Output only an exact transcription of the line containing "Target: grey sky" and all lines that follow it in the data below.

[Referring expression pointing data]
::::

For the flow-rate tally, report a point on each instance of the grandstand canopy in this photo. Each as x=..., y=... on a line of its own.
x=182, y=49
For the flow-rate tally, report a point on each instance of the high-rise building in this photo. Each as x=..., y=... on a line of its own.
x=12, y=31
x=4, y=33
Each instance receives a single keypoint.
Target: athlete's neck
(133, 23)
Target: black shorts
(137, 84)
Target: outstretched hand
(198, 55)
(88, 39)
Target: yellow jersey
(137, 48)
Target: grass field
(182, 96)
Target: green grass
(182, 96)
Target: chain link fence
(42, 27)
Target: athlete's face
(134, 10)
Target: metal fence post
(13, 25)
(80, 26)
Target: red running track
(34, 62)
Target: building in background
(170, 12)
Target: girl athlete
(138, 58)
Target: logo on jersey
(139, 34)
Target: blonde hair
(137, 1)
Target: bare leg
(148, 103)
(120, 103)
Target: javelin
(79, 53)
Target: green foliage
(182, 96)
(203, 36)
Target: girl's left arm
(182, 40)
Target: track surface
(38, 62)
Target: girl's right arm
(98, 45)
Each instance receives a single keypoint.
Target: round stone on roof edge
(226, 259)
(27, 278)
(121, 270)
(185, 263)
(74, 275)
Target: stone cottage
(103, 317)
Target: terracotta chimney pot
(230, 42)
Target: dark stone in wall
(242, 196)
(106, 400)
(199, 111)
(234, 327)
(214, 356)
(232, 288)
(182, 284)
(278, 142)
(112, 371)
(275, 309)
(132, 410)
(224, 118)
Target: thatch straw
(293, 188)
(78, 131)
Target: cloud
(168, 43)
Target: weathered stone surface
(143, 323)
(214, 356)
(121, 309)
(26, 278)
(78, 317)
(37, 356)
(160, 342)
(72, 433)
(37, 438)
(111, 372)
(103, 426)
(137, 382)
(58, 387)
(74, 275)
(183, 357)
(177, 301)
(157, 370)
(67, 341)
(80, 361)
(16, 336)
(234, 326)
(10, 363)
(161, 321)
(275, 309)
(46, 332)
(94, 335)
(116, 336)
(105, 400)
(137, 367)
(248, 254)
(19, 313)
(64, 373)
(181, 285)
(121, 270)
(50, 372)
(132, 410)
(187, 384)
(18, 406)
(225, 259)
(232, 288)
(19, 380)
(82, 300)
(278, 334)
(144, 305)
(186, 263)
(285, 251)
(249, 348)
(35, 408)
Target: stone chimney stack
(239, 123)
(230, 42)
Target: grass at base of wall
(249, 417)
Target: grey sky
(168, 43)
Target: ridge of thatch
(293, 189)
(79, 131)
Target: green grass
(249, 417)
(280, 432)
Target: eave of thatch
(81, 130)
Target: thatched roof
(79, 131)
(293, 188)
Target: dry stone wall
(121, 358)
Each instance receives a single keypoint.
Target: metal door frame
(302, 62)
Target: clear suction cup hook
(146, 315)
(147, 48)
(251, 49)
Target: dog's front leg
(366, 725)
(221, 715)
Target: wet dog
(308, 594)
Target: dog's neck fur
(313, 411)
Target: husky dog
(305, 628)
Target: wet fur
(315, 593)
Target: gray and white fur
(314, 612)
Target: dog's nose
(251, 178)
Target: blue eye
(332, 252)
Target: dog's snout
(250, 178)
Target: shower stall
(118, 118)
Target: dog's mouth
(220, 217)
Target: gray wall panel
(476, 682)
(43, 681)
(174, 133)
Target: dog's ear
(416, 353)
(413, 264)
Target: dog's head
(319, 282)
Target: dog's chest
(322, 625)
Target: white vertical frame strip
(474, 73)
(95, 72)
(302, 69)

::::

* [Your response]
Target: grey sky
(168, 43)
Target: ridge of thatch
(293, 189)
(79, 131)
Target: green grass
(249, 417)
(280, 432)
Target: eave of thatch
(81, 130)
Target: thatched roof
(79, 131)
(293, 188)
Target: dry stone wall
(121, 358)
Each instance receives a single keypoint.
Target: metal door frame
(302, 62)
Target: clear suction cup hook
(146, 315)
(147, 48)
(251, 49)
Target: dog's front leg
(366, 725)
(221, 715)
Target: wet dog
(308, 594)
Target: dog's neck fur
(313, 411)
Target: husky dog
(305, 628)
Target: wet fur
(315, 593)
Target: gray and white fur
(314, 612)
Target: dog's nose
(251, 178)
Target: blue eye
(332, 252)
Target: dog's snout
(250, 178)
Target: shower stall
(118, 118)
Target: dog's mouth
(220, 217)
Target: gray wall panel
(476, 682)
(43, 681)
(174, 133)
Target: dog's ear
(416, 353)
(413, 264)
Target: dog's head
(319, 282)
Target: dog's chest
(322, 625)
Target: white vertical frame strip
(474, 73)
(95, 72)
(302, 69)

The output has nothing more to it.